### WHAT YOU WILL DO
1. In the passage on loneliness, reproduce the part starting at "The hormone oxytocin" and ending at "development and progression.", swapping "oxytocin" for "vasopressin".
2. Decide whether each statement (a), (b), and (c) agrees with the passage on loneliness. Answer yes or no, quoting the deciding words.
(a) Oxytocin is produced during positive social interactions.
(b) The authors offer interventions only at the individual level.
(c) Meditation is one of the practices named for the individual level.
3. Using the passage on loneliness, answer these questions:
(a) Which hormone is suggested to inhibit the HPA axis indirectly?
(b) What phrase describes how these chronic illnesses and loneliness are tied together?
(c) Which two kinds of resilience do the authors suggest building at the individual level?

The hormone oxytocin has been suggested to inhibit the HPA axis indirectly. Because oxytocin is produced during positive social interactions, the authors argue that mitigating loneliness by improving social connection may help suppress HPA activation and prevent mental illness and metabolic syndrome development and progression.

Lastly, the authors propose that mental illness and metabolic disease can also act as drivers of loneliness. People with mental illness and metabolic disease may be subject to social stigmas, discrimination, and physical limitations that cause social isolation and loneliness—thereby tying these chronic illnesses together in a “vicious cycle”. The authors offer multiple interventions and strategies that could help protect against loneliness at the individual, community, and societal levels.

Proposed Interventions to Reduce Loneliness

At the individual level, the authors suggest building mental resilience (particularly stress resilience) and metabolic resilience to help protect against loneliness. This includes adopting practices such as journaling, meditation, breathing exercises, psychotherapy, healthy dietary changes, and increasing movement and exercise.

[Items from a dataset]
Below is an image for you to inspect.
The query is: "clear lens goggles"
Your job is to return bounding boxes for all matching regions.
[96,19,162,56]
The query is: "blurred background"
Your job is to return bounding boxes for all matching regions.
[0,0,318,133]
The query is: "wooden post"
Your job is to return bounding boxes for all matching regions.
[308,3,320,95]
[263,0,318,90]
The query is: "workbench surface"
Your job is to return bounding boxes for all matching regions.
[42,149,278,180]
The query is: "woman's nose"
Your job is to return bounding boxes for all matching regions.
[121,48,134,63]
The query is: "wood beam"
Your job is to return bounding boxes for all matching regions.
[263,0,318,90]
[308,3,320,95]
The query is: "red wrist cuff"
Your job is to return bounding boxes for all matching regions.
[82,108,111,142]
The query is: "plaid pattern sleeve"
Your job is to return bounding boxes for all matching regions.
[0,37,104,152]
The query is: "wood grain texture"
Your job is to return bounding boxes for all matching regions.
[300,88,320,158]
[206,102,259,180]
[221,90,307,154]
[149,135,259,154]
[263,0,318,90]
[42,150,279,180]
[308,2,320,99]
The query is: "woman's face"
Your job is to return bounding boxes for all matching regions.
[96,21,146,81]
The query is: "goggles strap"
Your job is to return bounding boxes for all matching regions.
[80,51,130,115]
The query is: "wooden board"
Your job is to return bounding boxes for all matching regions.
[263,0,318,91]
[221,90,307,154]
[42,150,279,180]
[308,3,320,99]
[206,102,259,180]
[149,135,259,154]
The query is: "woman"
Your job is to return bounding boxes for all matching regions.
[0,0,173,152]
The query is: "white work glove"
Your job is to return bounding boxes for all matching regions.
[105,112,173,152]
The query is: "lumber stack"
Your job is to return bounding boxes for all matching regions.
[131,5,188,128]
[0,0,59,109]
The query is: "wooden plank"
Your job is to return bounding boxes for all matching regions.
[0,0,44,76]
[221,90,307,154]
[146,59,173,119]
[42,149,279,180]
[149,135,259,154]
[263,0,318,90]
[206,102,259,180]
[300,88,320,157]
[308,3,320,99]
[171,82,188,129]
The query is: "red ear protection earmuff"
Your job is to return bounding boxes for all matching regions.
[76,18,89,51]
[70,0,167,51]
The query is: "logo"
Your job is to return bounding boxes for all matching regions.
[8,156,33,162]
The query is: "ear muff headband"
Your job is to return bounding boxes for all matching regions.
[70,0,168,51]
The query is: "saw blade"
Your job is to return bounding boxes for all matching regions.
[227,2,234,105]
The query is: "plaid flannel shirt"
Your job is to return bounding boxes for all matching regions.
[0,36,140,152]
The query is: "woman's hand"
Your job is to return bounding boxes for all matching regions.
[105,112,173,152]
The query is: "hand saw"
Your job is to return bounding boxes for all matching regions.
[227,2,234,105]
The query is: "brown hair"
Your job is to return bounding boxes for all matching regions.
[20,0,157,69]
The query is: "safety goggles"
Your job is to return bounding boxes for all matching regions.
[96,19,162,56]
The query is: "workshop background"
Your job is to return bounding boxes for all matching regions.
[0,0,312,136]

### ANSWERS FOR EACH ITEM
1.
The hormone vasopressin has been suggested to inhibit the HPA axis indirectly. Because vasopressin is produced during positive social interactions, the authors argue that mitigating loneliness by improving social connection may help suppress HPA activation and prevent mental illness and metabolic syndrome development and progression.

2.
(a) Yes: "oxytocin is produced during positive social interactions"
(b) No: "at the individual, community, and societal levels"
(c) Yes: "journaling, meditation, breathing exercises"

3.
(a) Oxytocin
(b) A "vicious cycle"
(c) Mental resilience (particularly stress resilience) and metabolic resilience